TASK DESCRIPTION – Identify the line with "Reviewer check: each instance of the dirt"; copy word for word that line and every one after it, to the end of the listing. Exclude pictures.

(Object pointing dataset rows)
▽

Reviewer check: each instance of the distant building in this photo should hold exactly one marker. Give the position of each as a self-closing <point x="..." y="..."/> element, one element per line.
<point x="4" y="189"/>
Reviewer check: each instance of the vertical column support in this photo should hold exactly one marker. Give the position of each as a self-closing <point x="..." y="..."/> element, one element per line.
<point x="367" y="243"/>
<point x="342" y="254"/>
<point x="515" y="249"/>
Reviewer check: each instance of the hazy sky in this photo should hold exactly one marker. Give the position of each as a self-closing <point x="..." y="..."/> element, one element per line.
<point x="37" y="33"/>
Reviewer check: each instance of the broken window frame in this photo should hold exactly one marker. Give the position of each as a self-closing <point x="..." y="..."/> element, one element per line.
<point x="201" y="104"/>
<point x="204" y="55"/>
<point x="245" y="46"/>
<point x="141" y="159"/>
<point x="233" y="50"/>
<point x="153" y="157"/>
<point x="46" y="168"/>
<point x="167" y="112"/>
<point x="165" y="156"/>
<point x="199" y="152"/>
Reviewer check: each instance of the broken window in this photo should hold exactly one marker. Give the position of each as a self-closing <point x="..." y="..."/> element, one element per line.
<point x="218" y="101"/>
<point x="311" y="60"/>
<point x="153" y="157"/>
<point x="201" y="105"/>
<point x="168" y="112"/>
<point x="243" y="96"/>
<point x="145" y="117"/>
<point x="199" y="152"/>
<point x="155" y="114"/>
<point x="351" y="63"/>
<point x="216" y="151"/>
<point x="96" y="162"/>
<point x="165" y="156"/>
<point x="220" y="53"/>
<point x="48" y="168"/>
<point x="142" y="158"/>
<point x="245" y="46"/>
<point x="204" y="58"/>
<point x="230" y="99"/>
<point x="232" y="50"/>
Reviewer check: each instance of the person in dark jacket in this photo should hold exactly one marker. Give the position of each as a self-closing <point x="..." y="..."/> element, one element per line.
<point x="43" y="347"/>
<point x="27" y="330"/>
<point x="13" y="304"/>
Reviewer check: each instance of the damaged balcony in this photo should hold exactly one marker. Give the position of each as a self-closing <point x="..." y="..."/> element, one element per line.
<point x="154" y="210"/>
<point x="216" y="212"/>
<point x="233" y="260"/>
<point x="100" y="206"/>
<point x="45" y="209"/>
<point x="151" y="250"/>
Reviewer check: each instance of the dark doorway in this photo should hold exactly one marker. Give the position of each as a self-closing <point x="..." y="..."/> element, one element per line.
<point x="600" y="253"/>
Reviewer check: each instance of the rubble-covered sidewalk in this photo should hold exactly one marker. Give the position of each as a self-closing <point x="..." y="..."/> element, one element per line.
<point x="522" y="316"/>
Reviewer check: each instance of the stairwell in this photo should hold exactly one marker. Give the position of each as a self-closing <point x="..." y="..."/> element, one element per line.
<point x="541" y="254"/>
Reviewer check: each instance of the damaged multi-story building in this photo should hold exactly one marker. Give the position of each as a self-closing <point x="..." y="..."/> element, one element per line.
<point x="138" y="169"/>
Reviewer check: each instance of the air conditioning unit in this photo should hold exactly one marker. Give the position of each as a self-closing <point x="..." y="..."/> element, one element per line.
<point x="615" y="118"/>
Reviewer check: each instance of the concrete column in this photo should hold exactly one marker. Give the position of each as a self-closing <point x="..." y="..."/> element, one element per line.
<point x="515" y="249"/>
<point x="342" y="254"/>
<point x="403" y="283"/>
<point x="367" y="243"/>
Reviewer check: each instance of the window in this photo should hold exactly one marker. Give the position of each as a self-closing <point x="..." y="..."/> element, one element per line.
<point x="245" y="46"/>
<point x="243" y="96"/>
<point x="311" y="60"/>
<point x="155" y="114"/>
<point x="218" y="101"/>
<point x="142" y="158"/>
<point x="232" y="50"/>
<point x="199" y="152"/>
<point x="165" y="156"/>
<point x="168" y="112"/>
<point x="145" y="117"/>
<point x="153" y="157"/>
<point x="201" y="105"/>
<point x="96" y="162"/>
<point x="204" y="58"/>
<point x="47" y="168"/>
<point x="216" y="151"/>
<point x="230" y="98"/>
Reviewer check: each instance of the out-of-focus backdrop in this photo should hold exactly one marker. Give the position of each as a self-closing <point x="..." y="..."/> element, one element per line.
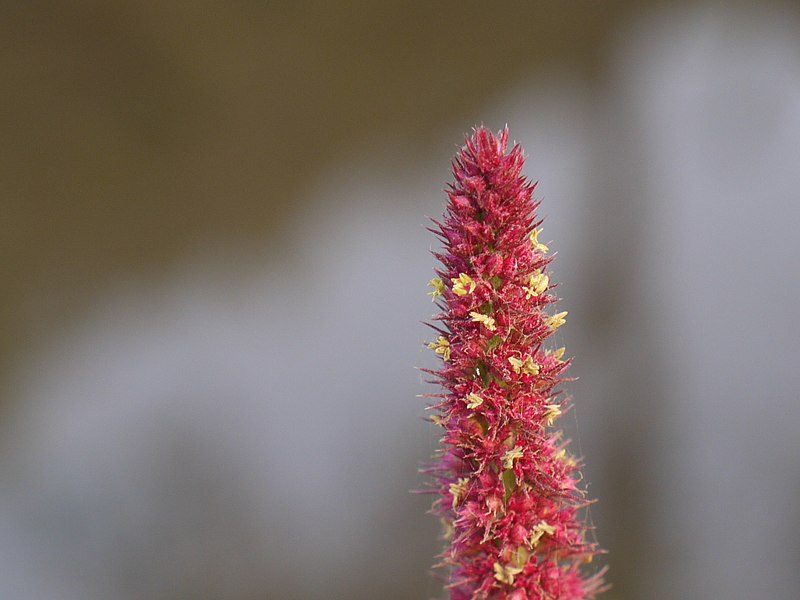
<point x="212" y="276"/>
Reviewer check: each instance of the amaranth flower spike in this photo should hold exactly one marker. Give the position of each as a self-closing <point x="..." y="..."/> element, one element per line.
<point x="507" y="487"/>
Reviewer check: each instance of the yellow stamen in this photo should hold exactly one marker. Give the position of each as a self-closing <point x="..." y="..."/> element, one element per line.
<point x="473" y="400"/>
<point x="557" y="320"/>
<point x="538" y="284"/>
<point x="506" y="573"/>
<point x="438" y="287"/>
<point x="441" y="347"/>
<point x="461" y="283"/>
<point x="537" y="245"/>
<point x="459" y="490"/>
<point x="508" y="457"/>
<point x="526" y="366"/>
<point x="485" y="319"/>
<point x="553" y="412"/>
<point x="540" y="530"/>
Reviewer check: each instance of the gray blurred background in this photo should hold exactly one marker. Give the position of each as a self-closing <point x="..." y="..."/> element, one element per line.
<point x="213" y="264"/>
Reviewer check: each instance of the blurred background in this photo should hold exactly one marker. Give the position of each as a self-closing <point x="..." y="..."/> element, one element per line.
<point x="213" y="269"/>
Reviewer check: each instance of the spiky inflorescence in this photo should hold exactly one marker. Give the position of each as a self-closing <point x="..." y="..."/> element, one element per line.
<point x="506" y="484"/>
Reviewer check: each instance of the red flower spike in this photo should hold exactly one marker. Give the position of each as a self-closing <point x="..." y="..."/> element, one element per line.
<point x="507" y="487"/>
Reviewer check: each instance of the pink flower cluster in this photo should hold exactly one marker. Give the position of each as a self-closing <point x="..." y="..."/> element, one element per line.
<point x="507" y="487"/>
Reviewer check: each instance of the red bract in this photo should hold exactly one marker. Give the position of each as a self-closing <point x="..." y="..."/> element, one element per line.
<point x="507" y="487"/>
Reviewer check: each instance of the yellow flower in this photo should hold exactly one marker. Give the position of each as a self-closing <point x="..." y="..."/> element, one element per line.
<point x="459" y="490"/>
<point x="537" y="245"/>
<point x="441" y="347"/>
<point x="508" y="457"/>
<point x="557" y="320"/>
<point x="438" y="287"/>
<point x="473" y="400"/>
<point x="485" y="319"/>
<point x="537" y="284"/>
<point x="557" y="354"/>
<point x="506" y="573"/>
<point x="527" y="366"/>
<point x="461" y="283"/>
<point x="553" y="412"/>
<point x="543" y="528"/>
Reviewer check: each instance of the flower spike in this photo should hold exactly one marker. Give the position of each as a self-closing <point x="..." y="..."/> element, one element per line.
<point x="507" y="490"/>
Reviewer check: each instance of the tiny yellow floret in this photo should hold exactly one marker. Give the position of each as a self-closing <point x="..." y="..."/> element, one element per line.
<point x="459" y="490"/>
<point x="438" y="288"/>
<point x="543" y="528"/>
<point x="537" y="284"/>
<point x="537" y="245"/>
<point x="473" y="400"/>
<point x="508" y="457"/>
<point x="461" y="283"/>
<point x="441" y="347"/>
<point x="553" y="412"/>
<point x="527" y="366"/>
<point x="485" y="319"/>
<point x="506" y="574"/>
<point x="557" y="320"/>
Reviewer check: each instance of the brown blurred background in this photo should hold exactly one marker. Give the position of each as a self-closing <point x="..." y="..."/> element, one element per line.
<point x="133" y="130"/>
<point x="191" y="193"/>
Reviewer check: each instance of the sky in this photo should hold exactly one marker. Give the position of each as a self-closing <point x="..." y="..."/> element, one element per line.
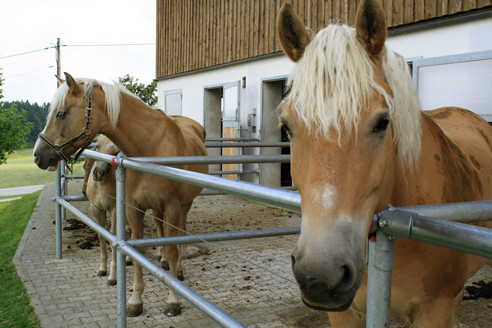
<point x="82" y="26"/>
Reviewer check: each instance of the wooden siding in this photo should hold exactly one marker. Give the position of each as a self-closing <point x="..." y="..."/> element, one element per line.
<point x="196" y="34"/>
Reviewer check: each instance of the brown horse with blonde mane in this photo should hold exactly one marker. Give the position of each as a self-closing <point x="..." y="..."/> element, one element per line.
<point x="83" y="108"/>
<point x="359" y="142"/>
<point x="100" y="188"/>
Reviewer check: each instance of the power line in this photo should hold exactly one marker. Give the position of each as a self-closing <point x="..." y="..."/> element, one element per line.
<point x="81" y="45"/>
<point x="108" y="45"/>
<point x="25" y="53"/>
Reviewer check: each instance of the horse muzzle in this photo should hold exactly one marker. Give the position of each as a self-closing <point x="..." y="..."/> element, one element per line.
<point x="45" y="158"/>
<point x="329" y="270"/>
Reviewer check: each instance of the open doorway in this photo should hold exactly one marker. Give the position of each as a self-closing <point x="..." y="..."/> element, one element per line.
<point x="222" y="108"/>
<point x="274" y="174"/>
<point x="213" y="120"/>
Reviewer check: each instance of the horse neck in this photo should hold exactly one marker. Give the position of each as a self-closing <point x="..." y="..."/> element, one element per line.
<point x="422" y="184"/>
<point x="140" y="129"/>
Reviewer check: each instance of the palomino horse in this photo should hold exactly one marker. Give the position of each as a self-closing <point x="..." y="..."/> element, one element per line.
<point x="100" y="188"/>
<point x="89" y="107"/>
<point x="359" y="141"/>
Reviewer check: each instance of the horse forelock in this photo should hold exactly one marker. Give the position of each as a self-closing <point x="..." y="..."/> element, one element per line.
<point x="112" y="99"/>
<point x="333" y="81"/>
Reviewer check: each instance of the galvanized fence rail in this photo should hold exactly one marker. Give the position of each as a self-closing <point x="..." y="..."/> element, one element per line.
<point x="409" y="222"/>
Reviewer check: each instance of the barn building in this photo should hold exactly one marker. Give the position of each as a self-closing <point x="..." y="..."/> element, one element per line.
<point x="220" y="63"/>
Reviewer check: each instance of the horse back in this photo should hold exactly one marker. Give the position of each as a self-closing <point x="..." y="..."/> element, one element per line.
<point x="194" y="139"/>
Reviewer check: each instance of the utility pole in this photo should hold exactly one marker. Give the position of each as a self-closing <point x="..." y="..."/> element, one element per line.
<point x="58" y="64"/>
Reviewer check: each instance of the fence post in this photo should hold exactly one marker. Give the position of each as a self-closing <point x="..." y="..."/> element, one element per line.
<point x="58" y="213"/>
<point x="63" y="184"/>
<point x="380" y="265"/>
<point x="120" y="237"/>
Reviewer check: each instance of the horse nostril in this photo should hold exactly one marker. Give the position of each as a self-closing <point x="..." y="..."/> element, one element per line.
<point x="348" y="277"/>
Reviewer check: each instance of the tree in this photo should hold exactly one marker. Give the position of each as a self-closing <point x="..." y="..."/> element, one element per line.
<point x="148" y="93"/>
<point x="14" y="127"/>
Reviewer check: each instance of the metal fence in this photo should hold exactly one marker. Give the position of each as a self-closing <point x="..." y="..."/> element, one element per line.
<point x="408" y="222"/>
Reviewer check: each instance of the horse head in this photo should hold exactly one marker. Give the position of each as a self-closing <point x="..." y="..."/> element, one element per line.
<point x="105" y="146"/>
<point x="74" y="119"/>
<point x="340" y="119"/>
<point x="88" y="164"/>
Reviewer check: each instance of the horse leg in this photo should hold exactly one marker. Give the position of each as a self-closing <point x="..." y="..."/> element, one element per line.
<point x="135" y="304"/>
<point x="112" y="273"/>
<point x="158" y="219"/>
<point x="349" y="319"/>
<point x="172" y="214"/>
<point x="182" y="248"/>
<point x="440" y="312"/>
<point x="100" y="216"/>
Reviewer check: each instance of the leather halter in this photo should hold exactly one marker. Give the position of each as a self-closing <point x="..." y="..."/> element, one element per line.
<point x="86" y="131"/>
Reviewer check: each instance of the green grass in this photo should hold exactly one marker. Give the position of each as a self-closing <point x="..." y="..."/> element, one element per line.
<point x="15" y="307"/>
<point x="21" y="171"/>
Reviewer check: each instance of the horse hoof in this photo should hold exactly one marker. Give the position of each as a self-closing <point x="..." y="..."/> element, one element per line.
<point x="134" y="310"/>
<point x="172" y="309"/>
<point x="165" y="265"/>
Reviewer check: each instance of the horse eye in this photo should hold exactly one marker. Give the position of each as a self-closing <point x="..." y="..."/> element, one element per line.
<point x="286" y="128"/>
<point x="381" y="126"/>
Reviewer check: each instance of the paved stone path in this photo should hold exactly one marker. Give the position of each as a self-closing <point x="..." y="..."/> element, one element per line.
<point x="68" y="292"/>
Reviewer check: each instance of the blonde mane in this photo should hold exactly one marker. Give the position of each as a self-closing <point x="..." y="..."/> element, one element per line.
<point x="112" y="97"/>
<point x="332" y="82"/>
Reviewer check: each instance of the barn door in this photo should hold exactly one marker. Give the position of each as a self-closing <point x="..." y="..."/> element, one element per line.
<point x="230" y="122"/>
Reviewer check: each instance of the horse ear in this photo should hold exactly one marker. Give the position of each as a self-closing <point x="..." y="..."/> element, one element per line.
<point x="72" y="85"/>
<point x="370" y="26"/>
<point x="60" y="80"/>
<point x="293" y="35"/>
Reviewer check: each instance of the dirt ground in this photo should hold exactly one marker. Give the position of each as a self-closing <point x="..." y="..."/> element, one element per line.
<point x="259" y="269"/>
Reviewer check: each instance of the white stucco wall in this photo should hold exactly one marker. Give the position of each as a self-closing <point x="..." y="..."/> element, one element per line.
<point x="193" y="85"/>
<point x="443" y="41"/>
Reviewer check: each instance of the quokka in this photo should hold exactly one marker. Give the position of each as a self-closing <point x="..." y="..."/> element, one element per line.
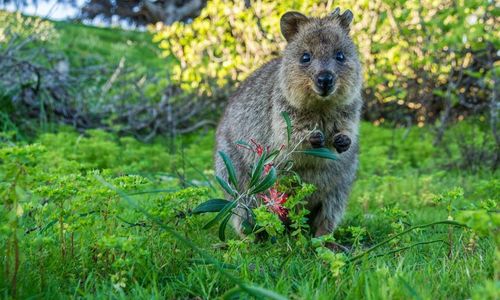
<point x="317" y="81"/>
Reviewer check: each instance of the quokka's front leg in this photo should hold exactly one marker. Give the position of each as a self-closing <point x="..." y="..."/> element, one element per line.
<point x="342" y="141"/>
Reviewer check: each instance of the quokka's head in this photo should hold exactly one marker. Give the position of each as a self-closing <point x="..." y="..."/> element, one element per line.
<point x="320" y="62"/>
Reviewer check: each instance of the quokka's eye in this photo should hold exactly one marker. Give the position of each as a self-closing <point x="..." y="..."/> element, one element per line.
<point x="306" y="57"/>
<point x="340" y="56"/>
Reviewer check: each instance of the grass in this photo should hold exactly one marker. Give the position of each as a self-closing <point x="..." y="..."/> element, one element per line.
<point x="108" y="45"/>
<point x="65" y="231"/>
<point x="117" y="251"/>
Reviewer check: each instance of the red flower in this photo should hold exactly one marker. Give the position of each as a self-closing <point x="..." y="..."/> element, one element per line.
<point x="258" y="148"/>
<point x="275" y="201"/>
<point x="267" y="168"/>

△

COMPLETE OUTPUT –
Reviewer check: each instance of the dirt ground in this photo should hold exactly one marker. Give the position of each as a self-closing <point x="..." y="..."/> element, one element per line.
<point x="259" y="269"/>
Reviewer check: each instance of the white stucco wall in this photo should hold exactly one marker. Give the position of each as a self-closing <point x="..." y="..."/> element, one element per line.
<point x="193" y="85"/>
<point x="443" y="41"/>
Reviewer check: each instance of the quokka in this photo should hold exactly one marker. Give the position of each as a self-closing <point x="..." y="..."/> element, one element per line.
<point x="317" y="81"/>
Reviewer check: each instance of the quokka's front leg in this photo should hold exactly one marker. Give the position of each as a self-closing <point x="..." y="..."/> element, one element per line.
<point x="342" y="141"/>
Reviewer check: each instance of the quokka's head in this photo should hold exactly one marker. Give the position of each as a self-closing <point x="..." y="..."/> element, one element per line.
<point x="320" y="62"/>
Reviewer check: each instance of the quokka's eye in this photo should hold exactly one marker. Give the position of each as a self-closing <point x="..." y="..."/> element, one element per line.
<point x="306" y="57"/>
<point x="340" y="56"/>
Reviewer check: each instance of the grass in this photo should hold exactly one marker. Give the position of each as a self-closing <point x="..." y="..."/> element, one element per line.
<point x="108" y="45"/>
<point x="65" y="231"/>
<point x="117" y="251"/>
Reviewer check: each instance of the red flower in this photo should hold exactly one marker. Give the position of each as a self-closing <point x="..." y="..."/> element, one element per line.
<point x="258" y="148"/>
<point x="275" y="201"/>
<point x="267" y="168"/>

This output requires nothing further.